_Texto mostrado_:
+ + +
# TV SAMSUNG 14"



## CAMPIELLO (Dic 18, 2006)

Hola lo primero decir que soy nuevo en el foro asi que un saludo a todos, soy aficionado a la electronica y tengo un problema con un tv Samsung de 14" el modelo en cuestion es CB-3312ZS, lo tengo puesto en un sitio que no tengo posibilidad de ponerle toma de antena asi que hasta hace unos dias recibia la señal por un aparato de estos que te envian la señal por los cables de la red y se me veia bastante bien, en principio sospeche de dicho aparato (Video-Red) pero le he conectado otra tele distinta y se ve de cine. Dicho esto necesito un poco de ayuda a ver si la puedo reparar, si alguien me pudiese enviar el esquema o orientarme un poco se lo agradeceria. En este momento no puedo sintonizar el canal seleccionado en el video, cuando hago una busqueda de canales intenta enganchar el canal pero luego sigue buscando infinitamente, ahora sospecho del sintonizador pero no estoy seguro. A ver si algun experto me echa un cable.
Saludos y Gracias.


----------



## CAMPIELLO (Dic 19, 2006)

He conectado la television a una toma de antena normal y aunque la imagen y el color no se ven muy nitidos se ve bastante bien, voy a repasar todas las soldaduras de la parte del sintonizador por si fallara alguna, tambien voy a tomar medidas de tension en los terminales del sintonizador, posteare los resultados a ver si alguien me puede ayudar a ver que es lo que falla.
Saludos y gracias.


----------



## CAMPIELLO (Dic 20, 2006)

Bueno he retocado todas las soldaduras y parece que hay no está el problema. A continuacion os pongo los datos que he sacado de la etapa sintonizadora a ver si sirve de algo. El sintonizador es un SAMSUNG ECC-2885CE. D, a su lado lleva un circuito integrado (IC 101) que es un TDA-8305 y tres ajustes:
VR 101- AGC
VR 401- H-HOLD
VR 402- H-PHASF.
+ + +
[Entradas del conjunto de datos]
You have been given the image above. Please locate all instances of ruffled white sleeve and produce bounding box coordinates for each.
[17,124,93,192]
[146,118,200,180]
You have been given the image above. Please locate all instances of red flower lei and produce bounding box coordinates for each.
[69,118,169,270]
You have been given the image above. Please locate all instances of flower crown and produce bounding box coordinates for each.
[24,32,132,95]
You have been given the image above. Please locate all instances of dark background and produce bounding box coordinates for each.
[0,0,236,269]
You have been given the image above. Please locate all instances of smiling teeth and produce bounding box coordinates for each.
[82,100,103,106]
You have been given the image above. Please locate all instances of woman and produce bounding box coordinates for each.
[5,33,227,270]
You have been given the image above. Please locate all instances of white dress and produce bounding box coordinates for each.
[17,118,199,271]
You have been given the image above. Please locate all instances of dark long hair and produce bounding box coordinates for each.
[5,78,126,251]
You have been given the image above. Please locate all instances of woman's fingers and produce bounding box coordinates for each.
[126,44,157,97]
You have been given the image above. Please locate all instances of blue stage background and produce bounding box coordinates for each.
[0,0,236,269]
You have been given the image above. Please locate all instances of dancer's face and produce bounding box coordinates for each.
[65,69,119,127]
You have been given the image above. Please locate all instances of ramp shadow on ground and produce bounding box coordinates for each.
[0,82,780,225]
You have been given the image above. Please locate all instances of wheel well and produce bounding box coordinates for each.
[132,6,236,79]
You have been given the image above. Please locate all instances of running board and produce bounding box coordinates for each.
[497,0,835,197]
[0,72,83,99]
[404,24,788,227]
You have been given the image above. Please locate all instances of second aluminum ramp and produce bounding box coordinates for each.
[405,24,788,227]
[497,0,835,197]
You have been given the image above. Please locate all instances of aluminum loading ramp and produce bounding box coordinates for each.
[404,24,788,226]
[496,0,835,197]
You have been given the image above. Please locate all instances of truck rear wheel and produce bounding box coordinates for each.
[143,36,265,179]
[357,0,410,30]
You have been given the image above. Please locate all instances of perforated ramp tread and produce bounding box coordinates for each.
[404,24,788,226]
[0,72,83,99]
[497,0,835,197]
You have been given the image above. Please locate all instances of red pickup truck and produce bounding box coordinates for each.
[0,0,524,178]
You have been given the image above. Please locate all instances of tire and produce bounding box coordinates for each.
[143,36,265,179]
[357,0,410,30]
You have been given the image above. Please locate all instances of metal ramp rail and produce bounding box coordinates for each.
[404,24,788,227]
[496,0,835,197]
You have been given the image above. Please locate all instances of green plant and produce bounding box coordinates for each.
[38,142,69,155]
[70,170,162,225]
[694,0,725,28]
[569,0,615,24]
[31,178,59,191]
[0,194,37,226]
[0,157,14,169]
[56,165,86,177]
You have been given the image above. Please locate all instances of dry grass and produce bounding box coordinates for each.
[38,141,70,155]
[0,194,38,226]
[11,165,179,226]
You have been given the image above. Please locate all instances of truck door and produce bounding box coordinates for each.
+ + +
_Trabajo pedido_: Copia íntegro el hilo del foro sobre el televisor Samsung de 14 pulgadas, sin alterar ni una palabra.

_Resultado_:
# TV SAMSUNG 14"



## CAMPIELLO (Dic 18, 2006)

Hola lo primero decir que soy nuevo en el foro asi que un saludo a todos, soy aficionado a la electronica y tengo un problema con un tv Samsung de 14" el modelo en cuestion es CB-3312ZS, lo tengo puesto en un sitio que no tengo posibilidad de ponerle toma de antena asi que hasta hace unos dias recibia la señal por un aparato de estos que te envian la señal por los cables de la red y se me veia bastante bien, en principio sospeche de dicho aparato (Video-Red) pero le he conectado otra tele distinta y se ve de cine. Dicho esto necesito un poco de ayuda a ver si la puedo reparar, si alguien me pudiese enviar el esquema o orientarme un poco se lo agradeceria. En este momento no puedo sintonizar el canal seleccionado en el video, cuando hago una busqueda de canales intenta enganchar el canal pero luego sigue buscando infinitamente, ahora sospecho del sintonizador pero no estoy seguro. A ver si algun experto me echa un cable.
Saludos y Gracias.


----------



## CAMPIELLO (Dic 19, 2006)

He conectado la television a una toma de antena normal y aunque la imagen y el color no se ven muy nitidos se ve bastante bien, voy a repasar todas las soldaduras de la parte del sintonizador por si fallara alguna, tambien voy a tomar medidas de tension en los terminales del sintonizador, posteare los resultados a ver si alguien me puede ayudar a ver que es lo que falla.
Saludos y gracias.


----------



## CAMPIELLO (Dic 20, 2006)

Bueno he retocado todas las soldaduras y parece que hay no está el problema. A continuacion os pongo los datos que he sacado de la etapa sintonizadora a ver si sirve de algo. El sintonizador es un SAMSUNG ECC-2885CE. D, a su lado lleva un circuito integrado (IC 101) que es un TDA-8305 y tres ajustes:
VR 101- AGC
VR 401- H-HOLD
VR 402- H-PHASF.